>> begin Passage

PCA is based on Singular Value Decomposition (SVD) and transforms the data into another coordinate system subspace with linearly uncorrelated coordinates by using the variance as score function, hence, maximizing the retained variance of the data. As described in Sect. 2.1, recorded side-channel measurements are cut into trace-segments corresponding to exponent bits. This leads to the real matrix \(\varvec{M}\) of measurement data, with the shape \(n\times l\) for every probe (see Sect. 2.1). The SVD of \(\varvec{M}= U* \varSigma *V^*\) and the transformation into the orthogonal subspace of \(\varvec{M}\) equals \(U*\varSigma \). This matrix \(U*\varSigma \) consists of column vectors \((\varvec{PC_1}, ..., \varvec{PC_r})\) with r being the number of row-vectors and \(\varvec{PC_j}\) being a column-vector of shape \(n\times 1\), which is called a principal component. The maximum number of components equals the number of trace-segments \(n\) of the original data, \(\max |PC| = \min (n, l)\), because the segment-length \(l\) is usually much larger than \(n\). After applying PCA, the components are ordered by their variance which can be found in the diagonal matrix \(\varSigma \). In our experiments, we normalize the variances of the principal components to one, i.e. we directly use \(\varvec{M}_{\mathrm {PCA}}=U\) instead of \(U*\varSigma \). Before applying PCA, we removed the mean of every trace-segment as a standard measure.

>> end Passage

Could you carry the passage on applying PCA to side-channel trace-segments forward from its final sentence?

>> begin Dataset extract

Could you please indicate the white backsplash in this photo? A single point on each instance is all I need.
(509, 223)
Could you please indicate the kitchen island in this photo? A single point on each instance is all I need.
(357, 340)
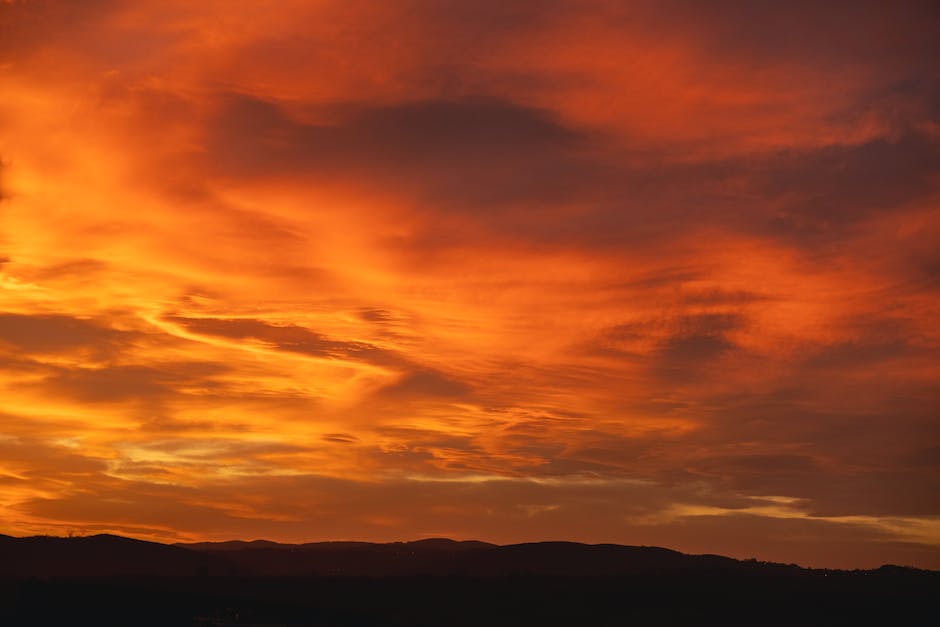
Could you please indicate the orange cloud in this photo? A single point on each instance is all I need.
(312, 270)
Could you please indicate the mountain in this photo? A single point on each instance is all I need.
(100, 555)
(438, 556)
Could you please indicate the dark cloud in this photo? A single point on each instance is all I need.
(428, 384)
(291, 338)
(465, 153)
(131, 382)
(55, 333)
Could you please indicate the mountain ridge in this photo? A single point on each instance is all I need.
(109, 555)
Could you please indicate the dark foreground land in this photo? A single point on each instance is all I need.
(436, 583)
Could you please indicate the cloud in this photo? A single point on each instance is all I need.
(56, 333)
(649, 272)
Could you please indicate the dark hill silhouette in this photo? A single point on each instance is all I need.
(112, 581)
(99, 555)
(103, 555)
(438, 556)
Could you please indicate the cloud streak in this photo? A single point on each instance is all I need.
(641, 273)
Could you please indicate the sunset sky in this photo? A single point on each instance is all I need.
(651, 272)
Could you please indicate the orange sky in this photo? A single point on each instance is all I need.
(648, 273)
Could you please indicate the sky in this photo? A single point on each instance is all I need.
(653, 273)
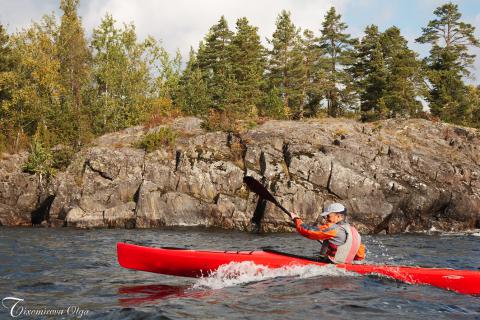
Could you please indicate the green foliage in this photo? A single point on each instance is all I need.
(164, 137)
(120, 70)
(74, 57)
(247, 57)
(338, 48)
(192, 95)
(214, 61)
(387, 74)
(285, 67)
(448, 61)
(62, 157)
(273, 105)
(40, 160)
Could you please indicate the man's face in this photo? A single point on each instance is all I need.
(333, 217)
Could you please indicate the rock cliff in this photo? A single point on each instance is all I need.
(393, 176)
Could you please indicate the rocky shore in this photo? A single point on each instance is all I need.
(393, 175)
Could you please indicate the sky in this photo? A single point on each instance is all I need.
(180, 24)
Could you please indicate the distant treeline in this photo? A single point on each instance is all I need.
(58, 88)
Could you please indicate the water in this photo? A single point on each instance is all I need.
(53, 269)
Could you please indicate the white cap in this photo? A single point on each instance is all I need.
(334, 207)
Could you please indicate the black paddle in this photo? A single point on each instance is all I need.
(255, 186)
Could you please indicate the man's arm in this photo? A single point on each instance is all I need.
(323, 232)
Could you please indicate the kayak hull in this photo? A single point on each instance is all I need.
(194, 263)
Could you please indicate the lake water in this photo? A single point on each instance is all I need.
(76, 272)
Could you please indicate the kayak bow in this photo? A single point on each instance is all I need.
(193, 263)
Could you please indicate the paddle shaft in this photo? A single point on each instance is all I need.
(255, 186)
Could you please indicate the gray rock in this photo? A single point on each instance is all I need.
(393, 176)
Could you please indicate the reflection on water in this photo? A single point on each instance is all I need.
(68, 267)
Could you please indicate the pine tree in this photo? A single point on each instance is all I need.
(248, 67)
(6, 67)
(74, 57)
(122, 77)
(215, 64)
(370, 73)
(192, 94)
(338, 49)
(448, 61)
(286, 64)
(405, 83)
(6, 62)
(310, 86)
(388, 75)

>> end Dataset extract
>> begin Dataset extract

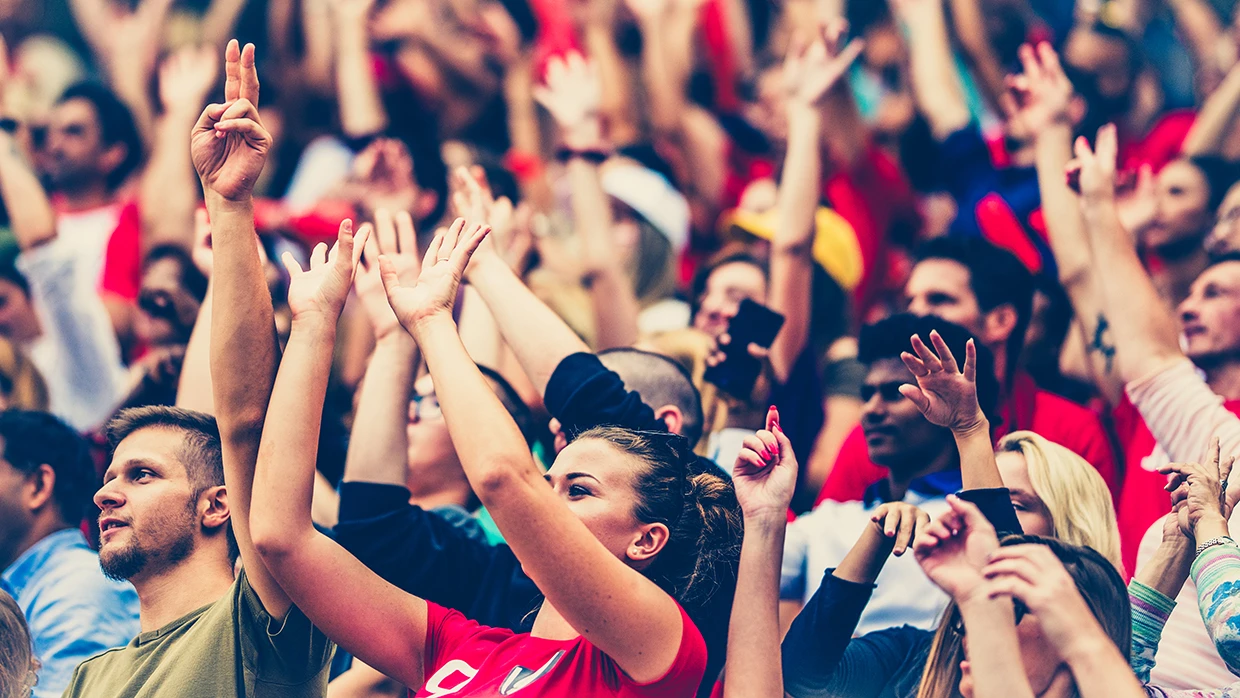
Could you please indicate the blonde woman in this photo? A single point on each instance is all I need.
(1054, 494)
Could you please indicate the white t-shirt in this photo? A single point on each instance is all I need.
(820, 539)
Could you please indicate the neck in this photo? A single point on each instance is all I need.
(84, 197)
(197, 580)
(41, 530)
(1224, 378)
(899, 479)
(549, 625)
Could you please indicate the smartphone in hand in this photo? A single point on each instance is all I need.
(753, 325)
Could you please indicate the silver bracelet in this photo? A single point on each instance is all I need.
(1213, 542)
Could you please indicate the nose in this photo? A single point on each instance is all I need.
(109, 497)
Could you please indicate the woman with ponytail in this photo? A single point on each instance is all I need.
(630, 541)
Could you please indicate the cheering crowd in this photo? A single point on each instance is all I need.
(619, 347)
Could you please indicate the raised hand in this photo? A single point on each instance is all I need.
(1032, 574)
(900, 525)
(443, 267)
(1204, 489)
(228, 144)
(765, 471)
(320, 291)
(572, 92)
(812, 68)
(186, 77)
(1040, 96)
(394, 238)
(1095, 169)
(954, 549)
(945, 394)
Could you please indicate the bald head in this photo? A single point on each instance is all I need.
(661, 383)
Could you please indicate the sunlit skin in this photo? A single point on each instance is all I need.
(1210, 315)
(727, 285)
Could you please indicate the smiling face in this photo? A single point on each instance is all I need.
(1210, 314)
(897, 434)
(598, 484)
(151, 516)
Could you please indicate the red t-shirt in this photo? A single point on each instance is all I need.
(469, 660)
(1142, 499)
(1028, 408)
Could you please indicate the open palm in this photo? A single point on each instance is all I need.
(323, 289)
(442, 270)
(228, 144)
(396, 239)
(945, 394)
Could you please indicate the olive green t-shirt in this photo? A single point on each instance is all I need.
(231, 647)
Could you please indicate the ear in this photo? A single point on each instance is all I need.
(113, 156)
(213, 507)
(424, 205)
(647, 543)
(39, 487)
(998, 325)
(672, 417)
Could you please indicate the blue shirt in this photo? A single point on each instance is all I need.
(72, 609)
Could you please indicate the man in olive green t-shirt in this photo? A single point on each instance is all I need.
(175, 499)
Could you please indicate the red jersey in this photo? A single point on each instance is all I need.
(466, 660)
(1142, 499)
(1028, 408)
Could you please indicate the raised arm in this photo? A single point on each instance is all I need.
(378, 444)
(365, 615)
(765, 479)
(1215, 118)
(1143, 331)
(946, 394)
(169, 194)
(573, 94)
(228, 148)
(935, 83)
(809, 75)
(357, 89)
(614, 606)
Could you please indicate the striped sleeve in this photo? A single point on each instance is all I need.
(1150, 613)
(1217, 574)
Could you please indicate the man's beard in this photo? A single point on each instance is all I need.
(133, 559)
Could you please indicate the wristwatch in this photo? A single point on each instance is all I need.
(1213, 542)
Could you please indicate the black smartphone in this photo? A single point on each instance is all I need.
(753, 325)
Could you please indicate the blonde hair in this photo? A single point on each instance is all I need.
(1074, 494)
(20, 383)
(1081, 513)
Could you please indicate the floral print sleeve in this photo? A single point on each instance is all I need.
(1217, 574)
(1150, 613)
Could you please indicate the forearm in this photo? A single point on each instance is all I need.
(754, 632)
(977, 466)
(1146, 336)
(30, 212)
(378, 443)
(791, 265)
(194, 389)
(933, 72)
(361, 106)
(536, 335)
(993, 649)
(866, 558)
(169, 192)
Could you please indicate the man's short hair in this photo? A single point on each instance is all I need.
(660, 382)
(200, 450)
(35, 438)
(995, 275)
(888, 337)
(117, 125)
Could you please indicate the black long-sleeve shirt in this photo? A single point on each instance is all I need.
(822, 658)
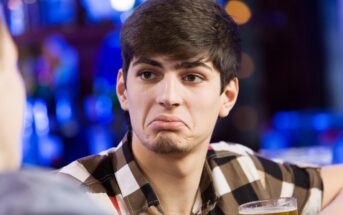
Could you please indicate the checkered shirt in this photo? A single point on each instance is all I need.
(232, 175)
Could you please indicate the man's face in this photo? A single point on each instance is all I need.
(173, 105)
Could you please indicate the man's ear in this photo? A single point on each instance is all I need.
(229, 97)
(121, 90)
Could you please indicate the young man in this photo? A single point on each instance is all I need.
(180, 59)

>> end Dataset extract

▶ Solved problem
Ideally, a transformation into a reduced subspace should maintain the ‘useful’ information while neglecting ‘not useful’ information, which is difficult without supervision. PCA combines correlating input dimensions into single principal components. Archambeau et al. [2] propose to only retain the first-ranked components assuming that the leakage is contained there, while discarding the remaining low-variance ones, assuming only noise is contained. Batina et al. [3] found in their practical experiments, that results of correlation-based Differential Power Analysis (DPA) improved when removing first-ranked components. There are several reasons for high variances of the trace segments, e.g. data-dependent signal influences and noise, which are irrelevant to the desired classification. We suspect that relevant and irrelevant signal parts will aggregate within separate components. Also, from our experience, the ‘interesting’ leakage signal parts are rather low-variance in the case of single-execution attacks.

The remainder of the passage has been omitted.